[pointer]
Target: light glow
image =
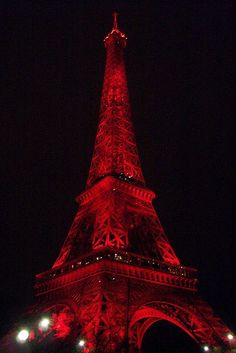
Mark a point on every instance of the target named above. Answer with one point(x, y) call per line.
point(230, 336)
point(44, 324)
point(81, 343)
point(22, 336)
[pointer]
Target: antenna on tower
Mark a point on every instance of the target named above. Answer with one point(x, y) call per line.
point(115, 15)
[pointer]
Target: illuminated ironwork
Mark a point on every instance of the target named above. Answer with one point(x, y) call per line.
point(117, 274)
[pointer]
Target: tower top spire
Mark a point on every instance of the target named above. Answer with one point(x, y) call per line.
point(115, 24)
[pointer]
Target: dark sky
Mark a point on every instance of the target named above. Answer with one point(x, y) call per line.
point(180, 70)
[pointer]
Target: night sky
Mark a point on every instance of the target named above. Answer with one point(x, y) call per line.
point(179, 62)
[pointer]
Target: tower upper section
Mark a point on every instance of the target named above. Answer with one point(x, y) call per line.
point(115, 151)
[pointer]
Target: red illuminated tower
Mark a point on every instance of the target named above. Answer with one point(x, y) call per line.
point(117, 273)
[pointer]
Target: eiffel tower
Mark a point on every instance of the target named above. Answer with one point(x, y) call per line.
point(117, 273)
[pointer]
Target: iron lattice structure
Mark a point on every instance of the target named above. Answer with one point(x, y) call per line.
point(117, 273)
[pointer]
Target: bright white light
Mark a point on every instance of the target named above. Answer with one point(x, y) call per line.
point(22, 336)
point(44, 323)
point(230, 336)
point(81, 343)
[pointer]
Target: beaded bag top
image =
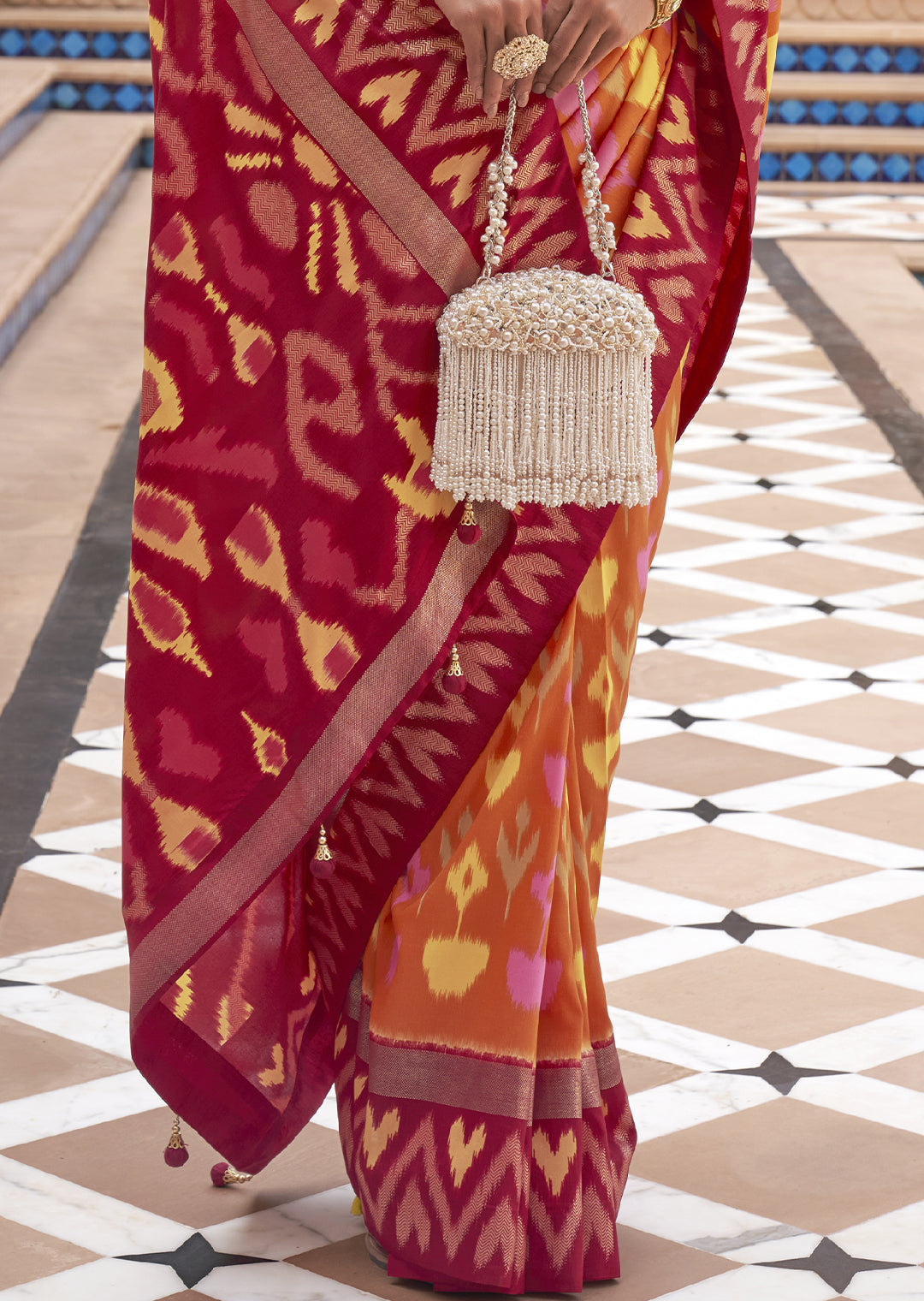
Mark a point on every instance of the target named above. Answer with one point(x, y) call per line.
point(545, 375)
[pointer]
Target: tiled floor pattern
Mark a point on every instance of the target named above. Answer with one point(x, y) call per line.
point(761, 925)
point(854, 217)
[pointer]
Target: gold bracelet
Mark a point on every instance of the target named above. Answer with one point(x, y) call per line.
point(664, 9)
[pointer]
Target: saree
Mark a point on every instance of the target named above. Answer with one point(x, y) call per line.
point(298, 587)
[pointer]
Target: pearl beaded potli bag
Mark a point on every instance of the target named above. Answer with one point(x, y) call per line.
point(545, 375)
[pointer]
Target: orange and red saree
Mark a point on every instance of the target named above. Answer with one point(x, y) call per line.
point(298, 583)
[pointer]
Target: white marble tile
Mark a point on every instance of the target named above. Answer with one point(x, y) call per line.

● **Task instructions**: Rewrite the records from their beginning through the line containing "point(115, 151)", inclusive, with every coordinate in the answers increased by 7. Leave the pictures out.

● **Exercise output**:
[pointer]
Target: light glow
image =
Mark a point on every instance of the target named above. Answer with one point(x, y) call per line.
point(237, 343)
point(51, 331)
point(88, 350)
point(29, 343)
[pointer]
Target: antenna on tower
Mark a point on every instance of the target named above. Answer with one point(x, y) call per line.
point(122, 22)
[pointer]
Target: illuminated ironwork
Mark a point on every instance of the target named above. Answer with one point(x, y) call per line.
point(124, 281)
[pointer]
Target: tower top spire
Mark a point on every instance of the target named above. Answer with one point(x, y) call per line.
point(122, 31)
[pointer]
Target: dark sky
Mark a point on every instance of the target named above. Answer with one point(x, y) call per line.
point(187, 77)
[pointer]
Target: night sky
Mark a point on every instance of the target named above. Answer with one point(x, y) call per line.
point(186, 69)
[pointer]
Target: tower upper section
Mark a point on every instance of the target named above. Answer with one point(x, y) call per line.
point(122, 158)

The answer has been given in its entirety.